◆ **ÉNONCÉ**: Poursuivez le texte sur la technique et l'humanité de l'homme en reprenant après sa dernière phrase.

◆ **TEXTE PROPOSÉ**:
A cette question Bergson répond par la négative.

L’intelligence a pour démarche première et essentielle de « fabriquer des objets artificiels » c’est-à-dire produits par l'art et d’en varier  les formes, usages et processus de fabrication afin de pourvoir « se rendre comme maître et possesseur de la nature ».

On serait dès lors tenté de faire l’apologie de la technique et de caractériser l’être humain au moyen de celle-ci, mais n’est-ce pas réducteur voire dangereux pour l’humanité de l’homme?

Sans dimension théorique la technique n’est-elle pas elle-même réduite à la seule fabrication d’outils alors que machines et instruments requièrent des savoirs théoriques? Sans réflexion, sans recul critique, sans savoir politique, comme le stipule Platon dans le « Protagoras » à propos de Prométhée, la technique ne  risque -t-elle  pas de détruire l’homme? Sans conscience de la responsabilité qu’implique l’usage de techniques potentiellement dangereuses, l’homme ne court-il pas à sa perte? Tout ce qui est possible est-il en effet souhaitable?

◆ **DOCUMENTS FOURNIS**:
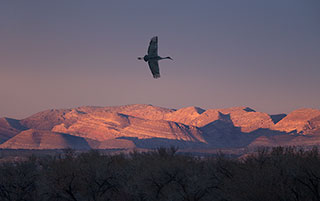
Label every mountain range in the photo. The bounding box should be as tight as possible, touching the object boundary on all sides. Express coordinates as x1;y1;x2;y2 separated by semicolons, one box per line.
0;104;320;149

◆ **VOTRE RÉPONSE**:
Certes toute activité requiert des techniques que ce soit l’apprentissage de la marche, de la langue, d’un jeu. Mais l’élaboration de celles –ci repose sur des savoirs théoriques, par exemple enseigner une langue étrangère présuppose pédagogie et didactique, considérations psychologiques, connaissances de la langue mère, sans compter ce que l’on englobe sous le nom de culture.De même la machine à vapeur est une technique, mais elle requiert des connaissances théoriques en physique .. Dès lors on comprend qu’on ne peut distinguer en l’homme ce qui relève de l’homo faber ou de l’homo sapiens. Pour reprendre une formule de Kant l’intelligence théorique sans pratique serait vide et l’intelligence pratique sans dimension théorique serait aveugle.

Force est donc de reconnaître leur relation dialectique. N’est-ce pas dans le creuset de l’arpentage qu’est née la géométrie?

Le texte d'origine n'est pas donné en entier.